Your goal: Recast the lines below as a numbered list, omitting any blank lines.

Records provided:
..............................

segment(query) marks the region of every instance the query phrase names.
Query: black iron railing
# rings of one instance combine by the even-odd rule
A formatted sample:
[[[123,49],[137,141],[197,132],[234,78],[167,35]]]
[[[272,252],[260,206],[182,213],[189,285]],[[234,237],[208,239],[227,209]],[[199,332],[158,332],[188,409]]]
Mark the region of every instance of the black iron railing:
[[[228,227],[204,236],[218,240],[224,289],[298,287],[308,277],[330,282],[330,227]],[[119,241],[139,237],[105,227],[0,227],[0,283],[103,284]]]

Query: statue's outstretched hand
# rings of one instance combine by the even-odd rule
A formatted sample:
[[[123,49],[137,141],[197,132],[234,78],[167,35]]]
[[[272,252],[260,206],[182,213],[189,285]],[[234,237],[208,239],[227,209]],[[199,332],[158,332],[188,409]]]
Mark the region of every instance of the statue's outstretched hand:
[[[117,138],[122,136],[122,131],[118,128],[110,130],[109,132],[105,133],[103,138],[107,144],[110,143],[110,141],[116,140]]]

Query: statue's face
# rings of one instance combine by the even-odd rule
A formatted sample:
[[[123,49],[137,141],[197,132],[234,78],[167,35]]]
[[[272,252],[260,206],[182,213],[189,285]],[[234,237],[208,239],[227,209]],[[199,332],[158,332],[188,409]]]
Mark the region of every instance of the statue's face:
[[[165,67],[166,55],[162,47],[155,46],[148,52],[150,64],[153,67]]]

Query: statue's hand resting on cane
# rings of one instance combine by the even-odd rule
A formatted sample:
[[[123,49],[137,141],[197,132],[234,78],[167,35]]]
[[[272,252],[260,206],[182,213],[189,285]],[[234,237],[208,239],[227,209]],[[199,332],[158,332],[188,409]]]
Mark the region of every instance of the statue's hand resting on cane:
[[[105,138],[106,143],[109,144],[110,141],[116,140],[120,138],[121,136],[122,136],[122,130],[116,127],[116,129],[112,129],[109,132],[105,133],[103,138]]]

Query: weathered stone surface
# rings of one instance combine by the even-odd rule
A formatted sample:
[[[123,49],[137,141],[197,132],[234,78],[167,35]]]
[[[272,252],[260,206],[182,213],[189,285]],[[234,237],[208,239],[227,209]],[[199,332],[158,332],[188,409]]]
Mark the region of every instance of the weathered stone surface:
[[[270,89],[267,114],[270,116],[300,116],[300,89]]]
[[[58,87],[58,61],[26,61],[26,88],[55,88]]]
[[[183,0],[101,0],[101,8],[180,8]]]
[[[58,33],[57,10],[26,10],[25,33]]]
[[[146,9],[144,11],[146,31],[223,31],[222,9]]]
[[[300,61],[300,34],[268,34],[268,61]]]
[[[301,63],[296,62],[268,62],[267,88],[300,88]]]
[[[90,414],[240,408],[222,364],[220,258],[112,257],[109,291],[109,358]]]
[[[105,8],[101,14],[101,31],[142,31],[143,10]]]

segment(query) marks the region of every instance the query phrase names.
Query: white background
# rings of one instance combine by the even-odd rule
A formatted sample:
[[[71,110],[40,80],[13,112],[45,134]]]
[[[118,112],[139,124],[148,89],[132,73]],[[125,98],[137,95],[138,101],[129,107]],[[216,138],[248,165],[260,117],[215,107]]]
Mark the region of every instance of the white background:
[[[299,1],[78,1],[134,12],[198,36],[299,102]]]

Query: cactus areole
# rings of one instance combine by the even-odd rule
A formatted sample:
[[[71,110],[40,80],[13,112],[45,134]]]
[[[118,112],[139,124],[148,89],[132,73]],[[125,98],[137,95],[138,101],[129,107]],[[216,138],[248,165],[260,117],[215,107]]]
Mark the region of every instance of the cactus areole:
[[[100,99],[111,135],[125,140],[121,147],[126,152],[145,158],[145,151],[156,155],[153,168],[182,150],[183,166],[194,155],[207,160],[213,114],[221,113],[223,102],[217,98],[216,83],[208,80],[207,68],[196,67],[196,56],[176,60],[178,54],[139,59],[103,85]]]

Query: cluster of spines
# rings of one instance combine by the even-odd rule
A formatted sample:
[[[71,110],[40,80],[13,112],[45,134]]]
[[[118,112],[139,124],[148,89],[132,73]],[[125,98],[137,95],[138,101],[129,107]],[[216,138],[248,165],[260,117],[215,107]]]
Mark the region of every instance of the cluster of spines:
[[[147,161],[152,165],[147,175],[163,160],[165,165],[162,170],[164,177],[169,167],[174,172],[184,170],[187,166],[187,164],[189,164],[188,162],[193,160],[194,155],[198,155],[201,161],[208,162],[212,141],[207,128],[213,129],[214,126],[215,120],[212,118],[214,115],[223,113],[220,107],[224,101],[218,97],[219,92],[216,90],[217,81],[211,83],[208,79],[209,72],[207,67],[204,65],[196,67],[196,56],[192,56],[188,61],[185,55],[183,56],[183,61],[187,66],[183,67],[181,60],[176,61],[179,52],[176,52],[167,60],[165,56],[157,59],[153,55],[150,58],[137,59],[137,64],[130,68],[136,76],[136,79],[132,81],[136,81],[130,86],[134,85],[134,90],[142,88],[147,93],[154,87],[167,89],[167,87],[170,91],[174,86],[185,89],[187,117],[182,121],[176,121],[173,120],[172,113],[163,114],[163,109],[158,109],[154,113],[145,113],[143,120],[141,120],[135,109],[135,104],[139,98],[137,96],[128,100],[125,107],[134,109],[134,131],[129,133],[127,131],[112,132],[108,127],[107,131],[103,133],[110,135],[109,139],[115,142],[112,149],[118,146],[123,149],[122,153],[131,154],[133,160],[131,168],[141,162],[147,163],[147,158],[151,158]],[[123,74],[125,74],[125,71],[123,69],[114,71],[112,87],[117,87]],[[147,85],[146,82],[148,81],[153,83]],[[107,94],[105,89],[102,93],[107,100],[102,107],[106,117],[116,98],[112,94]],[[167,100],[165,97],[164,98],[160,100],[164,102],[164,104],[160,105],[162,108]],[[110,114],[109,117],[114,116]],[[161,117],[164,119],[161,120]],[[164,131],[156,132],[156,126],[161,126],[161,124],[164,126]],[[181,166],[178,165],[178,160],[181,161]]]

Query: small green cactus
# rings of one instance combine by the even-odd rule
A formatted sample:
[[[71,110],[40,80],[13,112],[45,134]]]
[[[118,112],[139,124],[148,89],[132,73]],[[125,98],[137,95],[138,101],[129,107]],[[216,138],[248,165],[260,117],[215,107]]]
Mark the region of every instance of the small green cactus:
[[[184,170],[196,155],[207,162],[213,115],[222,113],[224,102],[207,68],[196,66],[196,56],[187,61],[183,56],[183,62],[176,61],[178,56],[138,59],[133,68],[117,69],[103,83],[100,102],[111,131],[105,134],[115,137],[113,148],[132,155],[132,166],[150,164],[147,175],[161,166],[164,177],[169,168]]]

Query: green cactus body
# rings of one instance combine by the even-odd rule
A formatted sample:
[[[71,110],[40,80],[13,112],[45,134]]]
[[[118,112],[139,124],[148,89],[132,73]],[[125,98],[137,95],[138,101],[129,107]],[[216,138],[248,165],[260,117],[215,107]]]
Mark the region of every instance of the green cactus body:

..............................

The response:
1. segment(query) marks the region of every instance the query phrase names.
2. Query: black iron railing
3. # rings of one instance combine by the even-odd rule
4. A formatted sample:
5. [[[123,49],[137,141],[197,132],[234,78],[167,35]]]
6. [[[272,252],[260,206],[182,213],[189,285]],[[234,237],[208,239],[227,209]],[[199,332],[158,332],[188,409]]]
7. Mark the region of every instance of the black iron railing:
8. [[[228,227],[204,236],[218,240],[224,289],[298,287],[308,277],[330,282],[330,227]],[[119,241],[139,237],[105,227],[0,227],[0,283],[103,284]]]
9. Query: statue's outstretched hand
10. # rings of one instance combine by the even-odd rule
11. A formatted sample:
12. [[[123,49],[137,141],[197,132],[234,78],[167,35]]]
13. [[[272,252],[260,206],[182,213],[189,285]],[[234,237],[208,239],[227,209]],[[199,332],[158,332],[188,409]]]
14. Mark the region of every instance of the statue's outstretched hand:
15. [[[117,138],[122,136],[122,131],[118,128],[110,130],[109,132],[105,133],[103,138],[107,144],[110,143],[110,141],[116,140]]]
16. Query: statue's face
17. # rings of one instance combine by the even-odd rule
18. A formatted sample:
19. [[[123,49],[137,141],[197,132],[234,78],[167,35]]]
20. [[[272,252],[260,206],[182,213],[189,285]],[[234,237],[208,239],[227,209]],[[199,332],[158,332],[188,409]]]
21. Mark the region of every instance of the statue's face:
22. [[[165,67],[166,55],[162,47],[155,46],[148,52],[150,64],[153,67]]]
23. Query: statue's hand resting on cane
24. # rings of one instance combine by the even-odd rule
25. A formatted sample:
26. [[[123,49],[137,141],[197,132],[234,78],[167,35]]]
27. [[[272,252],[260,206],[182,213],[189,285]],[[234,237],[208,239],[227,209]],[[199,332],[158,332],[188,409]]]
28. Mark the region of every instance of the statue's hand resting on cane:
29. [[[105,138],[106,143],[109,144],[110,141],[116,140],[120,138],[121,136],[122,136],[122,130],[116,127],[116,129],[112,129],[109,132],[105,133],[103,138]]]
30. Query: weathered stone surface
31. # rings of one instance combine by the even-odd rule
32. A formatted sample:
33. [[[123,49],[137,141],[197,132],[234,78],[167,35]]]
34. [[[272,252],[260,206],[182,213],[189,285]],[[234,237],[208,239],[227,209]],[[199,332],[158,332],[188,409]]]
35. Mark the region of every instance of the weathered stone surface:
36. [[[270,89],[267,114],[270,116],[300,116],[300,89]]]
37. [[[58,87],[58,61],[26,61],[26,88],[55,88]]]
38. [[[183,0],[101,0],[101,8],[180,8]]]
39. [[[58,33],[57,10],[26,10],[25,33]]]
40. [[[146,9],[144,11],[146,31],[223,31],[222,9]]]
41. [[[300,61],[300,34],[268,34],[268,61]]]
42. [[[301,63],[296,62],[268,62],[267,88],[300,88]]]
43. [[[90,414],[240,408],[222,364],[220,258],[112,257],[109,291],[109,358]]]
44. [[[105,8],[101,14],[101,31],[142,31],[143,10]]]
45. segment(query) marks the region of every instance the query phrase names.
46. Query: white background
47. # rings of one instance combine by the even-odd rule
48. A formatted sample:
49. [[[71,110],[40,80],[13,112],[45,134]]]
50. [[[118,112],[139,124],[148,89],[132,73]],[[125,98],[137,95],[138,101],[129,107]],[[216,138],[248,165],[260,117],[215,107]]]
51. Mark the region of every instance of the white background:
52. [[[299,1],[78,1],[134,12],[198,36],[299,102]]]
53. Query: cactus areole
54. # rings of one instance combine by the even-odd rule
55. A formatted sample:
56. [[[71,110],[40,80],[13,112],[45,134]]]
57. [[[118,112],[139,124],[148,89],[132,73]],[[125,98],[137,95],[138,101],[129,107]],[[216,138],[248,165],[260,117],[215,107]]]
58. Mark the region of every instance of the cactus areole:
59. [[[100,99],[111,135],[125,140],[121,147],[126,152],[145,158],[145,151],[156,155],[153,168],[182,150],[183,166],[194,155],[207,160],[213,114],[221,113],[223,102],[217,98],[216,83],[208,80],[207,68],[196,67],[196,56],[176,60],[178,54],[139,59],[103,85]]]
60. Query: cluster of spines
61. # rings of one instance combine by the even-odd rule
62. A formatted sample:
63. [[[71,110],[40,80],[13,112],[45,134]]]
64. [[[118,112],[139,124],[148,89],[132,73]],[[125,98],[137,95],[138,101],[129,107]],[[216,138],[248,165],[260,117],[215,107]]]
65. Mark the region of every instance of the cluster of spines:
66. [[[147,161],[152,165],[147,175],[163,160],[165,165],[162,170],[164,177],[169,167],[174,172],[184,170],[187,166],[187,164],[189,164],[188,162],[193,160],[194,155],[198,155],[201,161],[208,162],[212,141],[207,128],[213,129],[214,126],[215,120],[212,118],[214,115],[223,113],[220,107],[224,101],[218,97],[219,92],[216,90],[217,81],[211,83],[208,79],[209,72],[207,67],[204,65],[196,67],[196,56],[192,56],[188,61],[185,55],[183,56],[183,61],[187,66],[183,67],[181,60],[176,61],[179,52],[176,52],[167,60],[165,56],[157,59],[153,55],[150,58],[137,59],[137,64],[130,68],[136,76],[136,79],[132,81],[136,81],[130,86],[134,85],[134,90],[142,88],[147,93],[154,87],[167,89],[167,87],[170,91],[174,86],[185,89],[187,117],[182,121],[176,121],[173,120],[172,113],[163,114],[163,109],[158,109],[154,113],[145,113],[143,120],[141,120],[135,109],[135,104],[139,98],[137,96],[128,100],[125,107],[134,109],[134,131],[129,133],[127,131],[112,132],[108,127],[107,131],[103,133],[110,135],[109,139],[115,142],[112,149],[118,146],[123,149],[122,153],[131,154],[133,160],[131,168],[141,162],[147,163],[147,158],[151,158]],[[123,74],[125,74],[125,71],[123,69],[114,71],[112,87],[117,87]],[[147,85],[146,82],[148,81],[153,83]],[[107,94],[105,89],[102,93],[107,100],[102,107],[106,117],[116,98],[112,94]],[[167,100],[165,97],[164,98],[160,100],[164,102],[164,104],[160,105],[162,108]],[[110,114],[109,117],[114,116]],[[161,117],[164,119],[161,120]],[[164,131],[156,132],[156,126],[161,126],[161,124],[164,126]],[[181,166],[178,165],[178,160],[181,161]]]
67. Query: small green cactus
68. # rings of one instance combine by the even-odd rule
69. A formatted sample:
70. [[[71,110],[40,80],[13,112],[45,134]]]
71. [[[118,112],[139,124],[148,89],[132,73]],[[125,98],[137,95],[138,101],[129,107]],[[216,138],[248,165],[260,117],[215,107]]]
72. Mark the region of every instance of the small green cactus:
73. [[[184,170],[196,155],[207,162],[213,115],[222,113],[224,102],[207,68],[196,66],[196,56],[187,61],[183,56],[183,62],[176,61],[178,56],[138,59],[133,68],[117,69],[103,83],[100,102],[111,131],[105,134],[115,137],[113,148],[132,155],[132,166],[150,164],[147,175],[161,166],[164,177],[169,168]]]
74. Query: green cactus body
75. # rings of one instance combine by the even-odd rule
76. A formatted sample:
77. [[[71,110],[40,80],[13,112],[45,134]]]
78. [[[118,112],[139,124],[148,89],[132,73]],[[125,98],[137,95],[138,101],[129,107]],[[216,138],[248,165],[260,117],[215,107]]]
79. Mark the region of every instance of the green cactus body:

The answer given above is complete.